━━ DATA RECORDS

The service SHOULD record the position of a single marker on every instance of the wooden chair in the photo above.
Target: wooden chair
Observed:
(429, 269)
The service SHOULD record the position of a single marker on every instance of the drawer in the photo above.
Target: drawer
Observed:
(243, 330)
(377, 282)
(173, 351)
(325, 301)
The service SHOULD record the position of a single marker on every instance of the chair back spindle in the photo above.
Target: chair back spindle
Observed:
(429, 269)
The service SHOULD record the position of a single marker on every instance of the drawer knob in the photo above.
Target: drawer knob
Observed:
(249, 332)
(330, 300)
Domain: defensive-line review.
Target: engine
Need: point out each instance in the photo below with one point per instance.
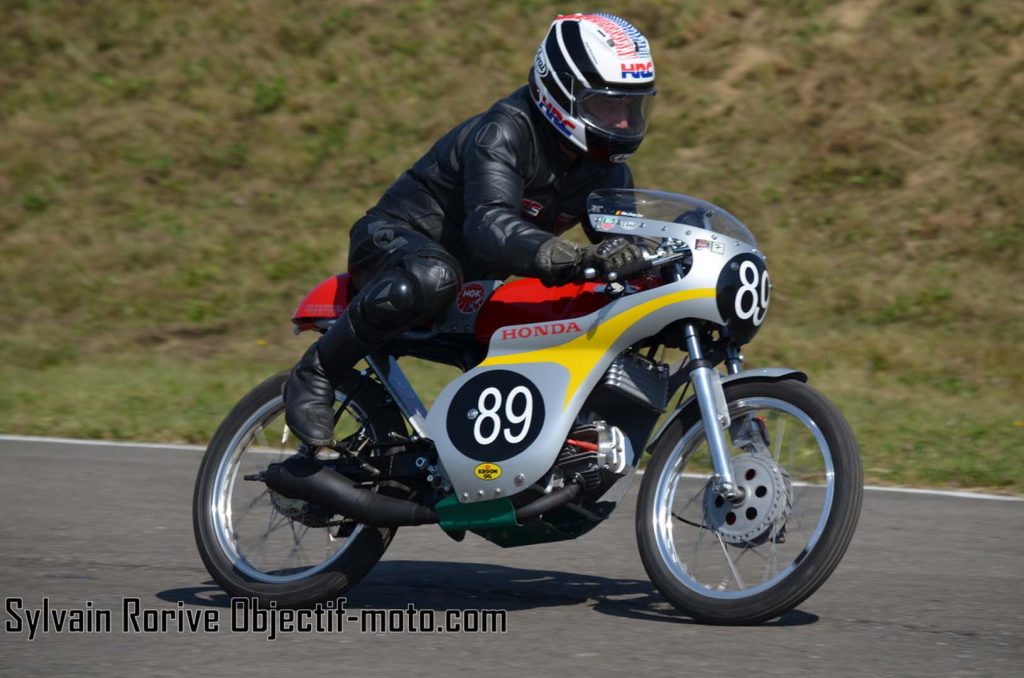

━━━━

→ **PROBLEM DESCRIPTION**: Retype all of the data above word for word, excluding the pictures.

→ **WRITTEN SOLUTION**:
The service SHOULD record the position of a single marker on every instance of the wooden chair in the photo above.
Target: wooden chair
Observed:
(429, 269)
The service SHOULD record the position of a single marker on every instance of the drawer in the photo above.
Target: drawer
Observed:
(243, 330)
(377, 282)
(173, 351)
(325, 301)
The service SHOULD record the position of a single marker on every instance of the chair back spindle in the photo above.
Target: chair back spindle
Observed:
(429, 269)
The service SHOULD record the position of a single marker on every instance of the drawer knob in the photo above.
Target: drawer knob
Observed:
(249, 332)
(330, 300)
Domain: defensive-line review.
Target: engine
Need: point out each instance in the photo below with one point per instance.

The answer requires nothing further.